** Work to complete **
The answer is the set of lines that include "item", copied from the data below.

** Provided information **
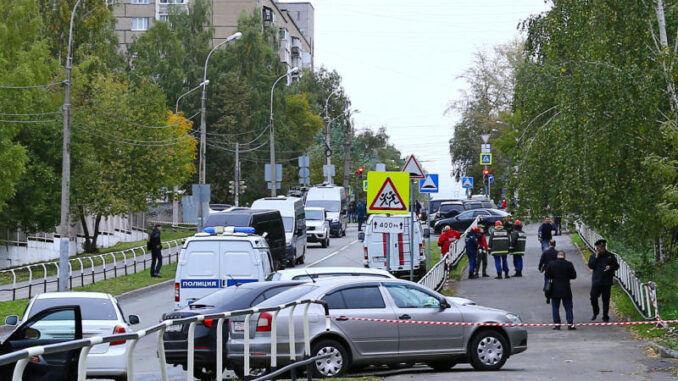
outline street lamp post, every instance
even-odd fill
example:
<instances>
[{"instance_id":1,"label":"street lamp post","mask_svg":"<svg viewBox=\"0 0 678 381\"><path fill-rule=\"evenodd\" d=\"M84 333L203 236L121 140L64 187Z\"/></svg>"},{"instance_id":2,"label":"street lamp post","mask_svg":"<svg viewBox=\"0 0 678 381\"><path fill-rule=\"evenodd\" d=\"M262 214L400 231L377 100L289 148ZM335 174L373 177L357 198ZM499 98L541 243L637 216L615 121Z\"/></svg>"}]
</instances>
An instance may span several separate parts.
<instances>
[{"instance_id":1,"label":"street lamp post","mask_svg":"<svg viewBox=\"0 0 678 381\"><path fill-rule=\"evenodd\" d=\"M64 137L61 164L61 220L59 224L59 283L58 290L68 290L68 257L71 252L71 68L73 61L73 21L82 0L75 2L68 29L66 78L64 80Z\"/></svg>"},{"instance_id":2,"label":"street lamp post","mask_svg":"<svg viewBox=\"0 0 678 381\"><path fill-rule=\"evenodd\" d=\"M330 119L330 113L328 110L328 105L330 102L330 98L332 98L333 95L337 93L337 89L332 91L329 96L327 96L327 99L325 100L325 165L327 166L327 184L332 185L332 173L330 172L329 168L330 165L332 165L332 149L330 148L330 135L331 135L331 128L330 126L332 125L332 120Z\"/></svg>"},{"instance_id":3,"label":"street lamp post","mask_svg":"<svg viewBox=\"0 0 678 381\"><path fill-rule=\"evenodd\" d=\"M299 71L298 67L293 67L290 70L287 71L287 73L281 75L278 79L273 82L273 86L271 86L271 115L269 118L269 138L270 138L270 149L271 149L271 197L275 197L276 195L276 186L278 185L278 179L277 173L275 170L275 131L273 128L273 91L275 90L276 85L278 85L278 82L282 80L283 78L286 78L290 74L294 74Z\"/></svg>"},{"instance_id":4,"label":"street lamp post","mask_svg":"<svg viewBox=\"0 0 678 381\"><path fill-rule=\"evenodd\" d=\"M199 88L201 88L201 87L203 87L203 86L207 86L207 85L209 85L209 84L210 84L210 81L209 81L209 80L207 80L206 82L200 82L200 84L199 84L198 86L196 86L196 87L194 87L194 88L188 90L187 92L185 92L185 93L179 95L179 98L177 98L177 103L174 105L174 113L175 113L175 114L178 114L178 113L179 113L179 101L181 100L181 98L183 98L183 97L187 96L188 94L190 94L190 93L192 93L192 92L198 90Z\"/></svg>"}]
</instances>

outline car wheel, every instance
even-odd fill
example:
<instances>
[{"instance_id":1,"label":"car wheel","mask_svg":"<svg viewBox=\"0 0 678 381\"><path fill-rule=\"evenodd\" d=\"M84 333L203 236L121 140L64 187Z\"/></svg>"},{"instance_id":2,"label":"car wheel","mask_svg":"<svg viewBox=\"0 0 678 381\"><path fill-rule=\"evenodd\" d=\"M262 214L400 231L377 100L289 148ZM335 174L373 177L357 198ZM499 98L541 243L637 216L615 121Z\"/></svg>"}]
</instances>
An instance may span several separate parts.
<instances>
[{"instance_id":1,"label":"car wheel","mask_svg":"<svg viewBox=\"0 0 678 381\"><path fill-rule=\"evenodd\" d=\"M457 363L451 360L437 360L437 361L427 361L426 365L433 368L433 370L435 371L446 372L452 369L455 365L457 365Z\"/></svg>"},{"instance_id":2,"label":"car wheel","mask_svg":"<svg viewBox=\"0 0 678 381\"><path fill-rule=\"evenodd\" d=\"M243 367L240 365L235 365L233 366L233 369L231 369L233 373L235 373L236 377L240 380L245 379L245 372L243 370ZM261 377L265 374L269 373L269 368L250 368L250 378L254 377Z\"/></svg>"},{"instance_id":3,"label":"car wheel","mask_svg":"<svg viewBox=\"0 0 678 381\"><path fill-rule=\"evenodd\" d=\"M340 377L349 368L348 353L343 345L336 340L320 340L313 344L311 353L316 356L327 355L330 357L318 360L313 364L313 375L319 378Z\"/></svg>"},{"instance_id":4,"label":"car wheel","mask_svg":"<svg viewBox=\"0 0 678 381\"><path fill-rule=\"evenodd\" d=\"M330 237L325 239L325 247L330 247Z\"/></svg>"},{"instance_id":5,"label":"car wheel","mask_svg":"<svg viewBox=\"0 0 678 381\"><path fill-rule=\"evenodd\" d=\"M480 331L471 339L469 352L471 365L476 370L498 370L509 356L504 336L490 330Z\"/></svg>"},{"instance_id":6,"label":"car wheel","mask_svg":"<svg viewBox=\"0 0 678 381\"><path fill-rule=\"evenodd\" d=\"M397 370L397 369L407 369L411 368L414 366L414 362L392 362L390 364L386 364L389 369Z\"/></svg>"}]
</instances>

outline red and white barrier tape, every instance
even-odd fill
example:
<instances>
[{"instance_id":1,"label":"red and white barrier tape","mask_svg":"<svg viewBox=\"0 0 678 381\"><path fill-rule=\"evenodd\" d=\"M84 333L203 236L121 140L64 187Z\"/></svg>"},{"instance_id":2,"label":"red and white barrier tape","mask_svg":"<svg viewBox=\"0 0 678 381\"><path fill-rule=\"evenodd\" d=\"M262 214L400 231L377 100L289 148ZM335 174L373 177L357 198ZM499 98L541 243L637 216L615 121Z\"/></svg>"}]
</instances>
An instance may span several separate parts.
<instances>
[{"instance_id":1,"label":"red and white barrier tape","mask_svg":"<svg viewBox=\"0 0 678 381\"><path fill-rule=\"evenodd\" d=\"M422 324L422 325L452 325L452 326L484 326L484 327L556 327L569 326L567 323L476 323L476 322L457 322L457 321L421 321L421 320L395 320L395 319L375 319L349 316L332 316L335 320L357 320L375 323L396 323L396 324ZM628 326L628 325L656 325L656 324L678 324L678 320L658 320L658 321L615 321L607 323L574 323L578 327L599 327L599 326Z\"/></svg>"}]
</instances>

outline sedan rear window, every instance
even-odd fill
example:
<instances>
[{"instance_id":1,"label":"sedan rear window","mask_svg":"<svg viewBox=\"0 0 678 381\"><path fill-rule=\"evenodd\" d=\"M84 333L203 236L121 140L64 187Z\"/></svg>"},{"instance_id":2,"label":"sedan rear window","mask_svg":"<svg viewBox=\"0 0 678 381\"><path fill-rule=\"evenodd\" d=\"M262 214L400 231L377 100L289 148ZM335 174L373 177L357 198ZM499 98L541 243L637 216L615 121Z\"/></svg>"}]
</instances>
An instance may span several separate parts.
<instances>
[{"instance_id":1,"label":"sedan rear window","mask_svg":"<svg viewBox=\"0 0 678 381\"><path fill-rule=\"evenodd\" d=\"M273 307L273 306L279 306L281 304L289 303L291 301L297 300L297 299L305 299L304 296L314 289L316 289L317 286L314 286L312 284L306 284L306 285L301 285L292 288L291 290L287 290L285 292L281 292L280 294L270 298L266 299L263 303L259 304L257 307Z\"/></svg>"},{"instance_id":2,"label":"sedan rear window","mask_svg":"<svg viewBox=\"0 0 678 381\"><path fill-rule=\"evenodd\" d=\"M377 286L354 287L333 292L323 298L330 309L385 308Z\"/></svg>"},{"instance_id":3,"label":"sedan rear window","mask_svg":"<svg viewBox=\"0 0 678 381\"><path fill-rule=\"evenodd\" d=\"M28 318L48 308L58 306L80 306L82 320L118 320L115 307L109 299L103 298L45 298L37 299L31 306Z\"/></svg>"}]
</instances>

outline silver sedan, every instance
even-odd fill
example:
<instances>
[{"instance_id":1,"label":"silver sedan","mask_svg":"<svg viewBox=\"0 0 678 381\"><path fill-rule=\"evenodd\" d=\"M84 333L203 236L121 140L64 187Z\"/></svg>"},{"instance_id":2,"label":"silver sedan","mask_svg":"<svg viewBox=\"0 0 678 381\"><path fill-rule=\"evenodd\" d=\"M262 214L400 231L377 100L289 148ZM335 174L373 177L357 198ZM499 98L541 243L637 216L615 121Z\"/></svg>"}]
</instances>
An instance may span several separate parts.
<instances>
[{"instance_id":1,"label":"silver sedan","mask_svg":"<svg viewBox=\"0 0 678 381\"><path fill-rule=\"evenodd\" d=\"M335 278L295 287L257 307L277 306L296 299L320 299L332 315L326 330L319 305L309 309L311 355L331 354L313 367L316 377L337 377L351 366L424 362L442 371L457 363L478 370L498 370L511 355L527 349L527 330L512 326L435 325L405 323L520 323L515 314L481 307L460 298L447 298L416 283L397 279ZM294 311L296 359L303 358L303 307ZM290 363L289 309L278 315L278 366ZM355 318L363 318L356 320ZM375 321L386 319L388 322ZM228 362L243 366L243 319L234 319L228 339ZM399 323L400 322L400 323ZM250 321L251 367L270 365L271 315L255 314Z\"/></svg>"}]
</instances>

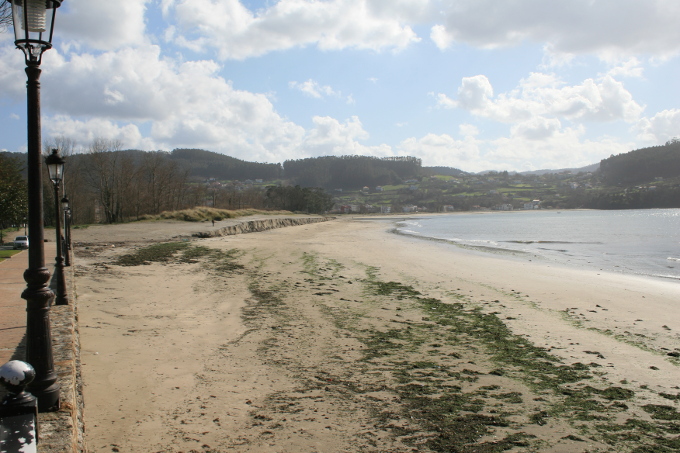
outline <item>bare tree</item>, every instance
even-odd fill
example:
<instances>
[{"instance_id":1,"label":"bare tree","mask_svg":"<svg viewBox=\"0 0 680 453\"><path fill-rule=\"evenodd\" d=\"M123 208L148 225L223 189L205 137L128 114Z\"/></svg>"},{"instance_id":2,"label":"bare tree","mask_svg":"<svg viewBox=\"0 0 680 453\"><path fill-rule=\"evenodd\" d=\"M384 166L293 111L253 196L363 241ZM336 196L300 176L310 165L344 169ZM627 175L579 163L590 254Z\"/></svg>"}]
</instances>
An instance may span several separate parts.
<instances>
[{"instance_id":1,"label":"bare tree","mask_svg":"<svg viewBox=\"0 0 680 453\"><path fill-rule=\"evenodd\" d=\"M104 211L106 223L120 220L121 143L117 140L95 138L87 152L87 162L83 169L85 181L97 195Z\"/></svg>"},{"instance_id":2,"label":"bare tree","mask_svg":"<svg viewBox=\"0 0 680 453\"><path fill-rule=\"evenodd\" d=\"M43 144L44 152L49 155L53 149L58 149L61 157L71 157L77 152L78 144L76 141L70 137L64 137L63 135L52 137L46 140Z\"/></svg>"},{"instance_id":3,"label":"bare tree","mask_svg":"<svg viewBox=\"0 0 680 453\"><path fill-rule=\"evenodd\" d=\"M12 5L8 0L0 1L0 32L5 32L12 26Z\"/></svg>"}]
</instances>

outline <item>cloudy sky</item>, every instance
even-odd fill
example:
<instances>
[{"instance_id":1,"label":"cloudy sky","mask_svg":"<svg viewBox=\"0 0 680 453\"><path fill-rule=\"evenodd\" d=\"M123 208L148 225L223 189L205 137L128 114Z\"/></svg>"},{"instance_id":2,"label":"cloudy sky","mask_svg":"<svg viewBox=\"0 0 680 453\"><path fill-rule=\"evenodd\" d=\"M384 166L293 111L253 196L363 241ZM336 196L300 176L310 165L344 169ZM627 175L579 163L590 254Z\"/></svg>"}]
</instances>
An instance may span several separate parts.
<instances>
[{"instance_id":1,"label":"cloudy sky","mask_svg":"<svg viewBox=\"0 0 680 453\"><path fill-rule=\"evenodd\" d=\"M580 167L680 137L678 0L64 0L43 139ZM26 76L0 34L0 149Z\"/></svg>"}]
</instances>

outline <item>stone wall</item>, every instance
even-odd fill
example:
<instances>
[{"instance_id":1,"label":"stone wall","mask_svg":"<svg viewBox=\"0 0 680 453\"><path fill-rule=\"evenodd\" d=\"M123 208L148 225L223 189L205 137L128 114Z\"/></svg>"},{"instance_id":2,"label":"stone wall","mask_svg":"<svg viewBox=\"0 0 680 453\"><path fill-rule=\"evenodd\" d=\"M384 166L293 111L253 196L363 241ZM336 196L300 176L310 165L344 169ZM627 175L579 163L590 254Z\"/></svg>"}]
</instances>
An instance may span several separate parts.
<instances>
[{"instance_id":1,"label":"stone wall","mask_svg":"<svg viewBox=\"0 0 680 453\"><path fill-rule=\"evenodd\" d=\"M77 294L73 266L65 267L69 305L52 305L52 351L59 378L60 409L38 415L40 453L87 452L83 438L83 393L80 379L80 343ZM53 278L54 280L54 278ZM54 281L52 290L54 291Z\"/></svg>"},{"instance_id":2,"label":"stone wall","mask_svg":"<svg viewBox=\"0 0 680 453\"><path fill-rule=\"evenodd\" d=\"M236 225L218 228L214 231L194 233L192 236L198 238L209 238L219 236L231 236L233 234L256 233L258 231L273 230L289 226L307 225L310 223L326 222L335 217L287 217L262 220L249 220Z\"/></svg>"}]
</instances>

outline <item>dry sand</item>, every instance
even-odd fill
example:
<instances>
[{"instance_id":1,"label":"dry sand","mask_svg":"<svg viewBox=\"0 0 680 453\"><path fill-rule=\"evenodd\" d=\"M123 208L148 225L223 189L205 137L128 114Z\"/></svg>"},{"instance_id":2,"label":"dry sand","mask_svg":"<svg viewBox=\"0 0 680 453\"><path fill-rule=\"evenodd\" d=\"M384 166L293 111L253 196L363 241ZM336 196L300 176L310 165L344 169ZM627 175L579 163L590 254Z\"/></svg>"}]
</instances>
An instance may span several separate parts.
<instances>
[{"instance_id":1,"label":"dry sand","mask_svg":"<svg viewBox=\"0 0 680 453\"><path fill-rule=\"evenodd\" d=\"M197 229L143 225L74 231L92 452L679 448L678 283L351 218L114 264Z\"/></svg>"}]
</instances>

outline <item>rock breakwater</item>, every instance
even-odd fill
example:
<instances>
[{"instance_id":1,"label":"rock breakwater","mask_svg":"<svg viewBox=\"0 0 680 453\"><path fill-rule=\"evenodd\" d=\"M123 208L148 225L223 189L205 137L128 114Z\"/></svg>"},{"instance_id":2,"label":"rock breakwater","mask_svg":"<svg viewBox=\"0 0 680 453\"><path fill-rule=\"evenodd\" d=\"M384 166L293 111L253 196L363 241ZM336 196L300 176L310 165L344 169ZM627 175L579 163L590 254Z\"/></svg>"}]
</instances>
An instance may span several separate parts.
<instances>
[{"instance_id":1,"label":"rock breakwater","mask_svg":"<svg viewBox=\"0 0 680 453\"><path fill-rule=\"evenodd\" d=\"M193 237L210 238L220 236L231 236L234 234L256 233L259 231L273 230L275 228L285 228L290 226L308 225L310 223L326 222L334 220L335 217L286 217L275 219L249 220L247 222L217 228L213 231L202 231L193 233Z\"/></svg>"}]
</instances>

** Response area **
outline <item>bare tree</item>, every instance
outline <item>cloudy sky</item>, every instance
outline <item>stone wall</item>, every instance
outline <item>dry sand</item>, every instance
outline <item>rock breakwater</item>, every instance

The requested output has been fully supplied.